Your task:
The span to copy runs from the line containing "Target: toilet bowl" to the last line below. Copy it exactly, with nothing else.

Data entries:
————————

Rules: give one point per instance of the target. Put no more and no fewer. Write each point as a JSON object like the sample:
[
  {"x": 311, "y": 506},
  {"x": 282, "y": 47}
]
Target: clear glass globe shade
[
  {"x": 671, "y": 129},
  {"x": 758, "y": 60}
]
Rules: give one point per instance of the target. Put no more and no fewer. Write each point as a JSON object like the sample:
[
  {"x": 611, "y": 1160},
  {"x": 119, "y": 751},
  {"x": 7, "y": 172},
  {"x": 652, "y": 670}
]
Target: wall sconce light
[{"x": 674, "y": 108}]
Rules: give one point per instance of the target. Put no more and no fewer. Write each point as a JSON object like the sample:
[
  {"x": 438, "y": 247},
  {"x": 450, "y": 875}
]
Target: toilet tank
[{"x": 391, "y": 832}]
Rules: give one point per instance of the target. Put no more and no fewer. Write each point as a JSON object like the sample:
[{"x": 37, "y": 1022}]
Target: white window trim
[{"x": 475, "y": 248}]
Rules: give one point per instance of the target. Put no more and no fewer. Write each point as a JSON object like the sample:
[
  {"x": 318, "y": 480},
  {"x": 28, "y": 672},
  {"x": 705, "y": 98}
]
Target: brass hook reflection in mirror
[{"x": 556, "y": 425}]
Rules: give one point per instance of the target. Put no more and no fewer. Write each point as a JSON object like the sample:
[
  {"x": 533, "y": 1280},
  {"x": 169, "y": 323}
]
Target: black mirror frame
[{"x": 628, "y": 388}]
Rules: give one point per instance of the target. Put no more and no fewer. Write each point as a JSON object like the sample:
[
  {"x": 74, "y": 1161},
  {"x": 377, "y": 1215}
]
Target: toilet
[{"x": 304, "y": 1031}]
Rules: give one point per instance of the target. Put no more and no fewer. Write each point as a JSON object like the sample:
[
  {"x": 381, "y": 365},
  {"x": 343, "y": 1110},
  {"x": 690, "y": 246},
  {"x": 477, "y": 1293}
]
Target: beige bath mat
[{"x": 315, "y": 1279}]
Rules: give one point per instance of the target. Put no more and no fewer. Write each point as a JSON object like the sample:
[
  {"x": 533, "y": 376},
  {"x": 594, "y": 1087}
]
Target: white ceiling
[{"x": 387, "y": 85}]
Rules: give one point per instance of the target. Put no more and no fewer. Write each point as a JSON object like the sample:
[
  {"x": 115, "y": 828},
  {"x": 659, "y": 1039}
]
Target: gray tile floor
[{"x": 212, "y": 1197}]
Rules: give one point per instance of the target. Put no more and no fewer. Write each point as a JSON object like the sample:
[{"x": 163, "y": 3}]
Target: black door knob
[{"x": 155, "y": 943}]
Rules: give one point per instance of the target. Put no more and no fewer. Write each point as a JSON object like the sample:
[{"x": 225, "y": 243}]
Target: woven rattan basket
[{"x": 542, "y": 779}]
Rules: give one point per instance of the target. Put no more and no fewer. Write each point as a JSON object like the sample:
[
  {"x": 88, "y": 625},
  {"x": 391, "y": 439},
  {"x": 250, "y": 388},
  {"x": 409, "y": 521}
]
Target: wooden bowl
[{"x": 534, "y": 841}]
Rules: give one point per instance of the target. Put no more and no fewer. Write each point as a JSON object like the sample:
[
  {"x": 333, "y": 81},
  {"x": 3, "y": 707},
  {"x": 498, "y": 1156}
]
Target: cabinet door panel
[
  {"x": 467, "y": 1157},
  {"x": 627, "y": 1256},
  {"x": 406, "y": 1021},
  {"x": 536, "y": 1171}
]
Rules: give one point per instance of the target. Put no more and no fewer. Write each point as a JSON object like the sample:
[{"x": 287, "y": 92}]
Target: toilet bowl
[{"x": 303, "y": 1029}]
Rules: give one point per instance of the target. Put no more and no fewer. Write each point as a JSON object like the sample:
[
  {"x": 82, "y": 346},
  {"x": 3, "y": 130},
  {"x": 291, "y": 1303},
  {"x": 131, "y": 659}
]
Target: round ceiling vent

————————

Answer space:
Target: toilet bowl
[{"x": 303, "y": 1029}]
Rules: give one point per instance of the target. Put no more and no fewer. Write each point as a JSON object like the sample:
[
  {"x": 82, "y": 346},
  {"x": 3, "y": 130},
  {"x": 291, "y": 1303},
  {"x": 131, "y": 659}
]
Target: round ceiling vent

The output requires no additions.